Raw material:

○ ○ ○

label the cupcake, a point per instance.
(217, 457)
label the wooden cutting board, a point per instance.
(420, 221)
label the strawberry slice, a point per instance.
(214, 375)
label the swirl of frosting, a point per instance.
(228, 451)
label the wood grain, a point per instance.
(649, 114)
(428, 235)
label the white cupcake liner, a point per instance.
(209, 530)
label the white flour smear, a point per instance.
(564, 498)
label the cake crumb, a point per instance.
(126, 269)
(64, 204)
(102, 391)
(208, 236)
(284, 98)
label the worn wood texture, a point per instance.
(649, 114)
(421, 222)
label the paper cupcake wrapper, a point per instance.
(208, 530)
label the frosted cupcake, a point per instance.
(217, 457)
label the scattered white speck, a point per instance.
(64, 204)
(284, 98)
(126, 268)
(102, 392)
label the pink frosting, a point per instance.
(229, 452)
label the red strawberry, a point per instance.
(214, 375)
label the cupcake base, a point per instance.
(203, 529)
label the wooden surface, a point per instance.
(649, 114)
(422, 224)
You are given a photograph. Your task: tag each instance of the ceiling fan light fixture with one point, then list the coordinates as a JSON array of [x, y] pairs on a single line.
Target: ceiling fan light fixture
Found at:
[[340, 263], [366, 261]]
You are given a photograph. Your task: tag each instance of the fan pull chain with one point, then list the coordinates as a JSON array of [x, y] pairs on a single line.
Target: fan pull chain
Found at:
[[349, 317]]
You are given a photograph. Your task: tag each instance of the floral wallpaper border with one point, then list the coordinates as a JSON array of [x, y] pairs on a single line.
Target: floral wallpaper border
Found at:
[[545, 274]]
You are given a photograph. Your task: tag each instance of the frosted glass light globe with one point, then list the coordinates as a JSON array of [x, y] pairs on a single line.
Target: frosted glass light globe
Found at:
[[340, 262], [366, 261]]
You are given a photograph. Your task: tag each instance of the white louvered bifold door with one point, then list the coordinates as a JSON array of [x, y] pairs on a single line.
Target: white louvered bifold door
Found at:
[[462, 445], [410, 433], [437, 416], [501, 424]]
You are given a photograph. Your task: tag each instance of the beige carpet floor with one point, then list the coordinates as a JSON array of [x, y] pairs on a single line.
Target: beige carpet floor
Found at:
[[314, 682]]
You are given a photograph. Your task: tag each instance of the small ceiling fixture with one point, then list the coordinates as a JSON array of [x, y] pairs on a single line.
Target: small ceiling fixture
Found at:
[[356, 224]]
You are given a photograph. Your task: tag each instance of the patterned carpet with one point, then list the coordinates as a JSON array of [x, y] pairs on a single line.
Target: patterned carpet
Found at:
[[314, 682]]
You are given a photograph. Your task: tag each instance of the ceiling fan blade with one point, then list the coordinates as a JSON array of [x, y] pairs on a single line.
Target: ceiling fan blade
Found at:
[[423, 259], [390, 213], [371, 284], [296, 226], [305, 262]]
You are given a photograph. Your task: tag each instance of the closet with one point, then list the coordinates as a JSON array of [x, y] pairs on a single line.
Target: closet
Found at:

○ ○ ○

→ TASK INSTRUCTIONS:
Set out every line of the material above as a numbered list, and skip any blank lines.

→ EXERCISE RESULT:
1. label the cupcake, a point per instance.
2. (217, 457)
3. label the wooden cutting board, a point per instance.
4. (420, 221)
5. label the strawberry slice, a point per instance.
6. (214, 375)
7. label the swirl of frosting, a point per instance.
8. (228, 451)
9. label the wood grain, a point per instance.
10. (649, 114)
11. (428, 235)
12. label the white cupcake liner, a point per instance.
13. (209, 530)
14. label the white flour smear, a point per instance.
15. (564, 498)
16. label the cake crumb, a point per instance.
17. (126, 269)
18. (64, 204)
19. (102, 391)
20. (208, 236)
21. (284, 98)
22. label the worn wood texture, a point per instance.
23. (649, 114)
24. (421, 222)
25. label the paper cupcake wrapper, a point per instance.
26. (208, 530)
27. label the frosted cupcake, a point per instance.
28. (217, 457)
29. label the scattered white speck, a point per instance.
30. (64, 204)
31. (284, 98)
32. (126, 268)
33. (102, 392)
34. label the pink frosting, a point per instance.
35. (229, 452)
36. label the red strawberry, a point per instance.
37. (214, 375)
38. label the cupcake base, a point per instance.
39. (203, 529)
40. label the wooden surface, a point per instance.
41. (649, 114)
42. (422, 224)
43. You are given a photograph. Your task: tag each instance of the ceiling fan light fixture with one point, then list the coordinates as a JSON array of [x, y] pairs on a single line.
44. Target: ceiling fan light fixture
45. Found at:
46. [[340, 263], [366, 261]]
47. You are given a photograph. Your task: tag each instance of the fan pull chain with one point, then list the coordinates as a JSON array of [x, y] pairs on a single line.
48. Target: fan pull chain
49. Found at:
50. [[349, 317]]
51. You are given a photograph. Your task: tag each instance of the floral wallpaper border with one point, then list the coordinates as a JSON array of [x, y] pairs on a single line.
52. Target: floral wallpaper border
53. Found at:
54. [[545, 274]]
55. You are given a photograph. Your task: tag each instance of the frosted glass light globe with one point, then list the coordinates as a JSON array of [x, y] pairs on a single line.
56. Target: frosted glass light globe
57. Found at:
58. [[340, 262], [366, 261]]
59. You are given a photograph. Your task: tag each instance of the white louvered bifold door with one point, then list the coordinates as a JSON array of [x, y] pairs on a single line.
60. Target: white louvered bifold door
61. Found at:
62. [[462, 445], [410, 433], [437, 416], [501, 424]]
63. You are given a photograph. Your task: tag each instance of the beige carpet floor with one point, then list the coordinates as a JSON array of [x, y] pairs on a single line.
64. Target: beige carpet floor
65. Found at:
66. [[314, 682]]
67. You are given a photograph. Your task: tag each instance of the small ceiling fixture with one point, then list the coordinates as a JSON array of [x, y] pairs on a single line.
68. Target: small ceiling fixture
69. Found at:
70. [[356, 224]]
71. You are given a photograph. Your task: tag each instance of the patterned carpet with one point, then list the coordinates as a JSON array of [x, y] pairs on a single line.
72. Target: patterned carpet
73. Found at:
74. [[314, 682]]
75. You are given a photograph. Your task: tag each instance of the ceiling fan blade with one point, then list the coordinates as a JSON array of [x, y] pairs on a single line.
76. Target: ceiling fan blade
77. Found at:
78. [[423, 259], [390, 213], [371, 284], [296, 226], [305, 262]]
79. You are given a photograph. Your task: tag each instance of the closet with one point, then list the coordinates as a JSON array of [x, y] pairs on a single line.
80. Target: closet
81. Found at:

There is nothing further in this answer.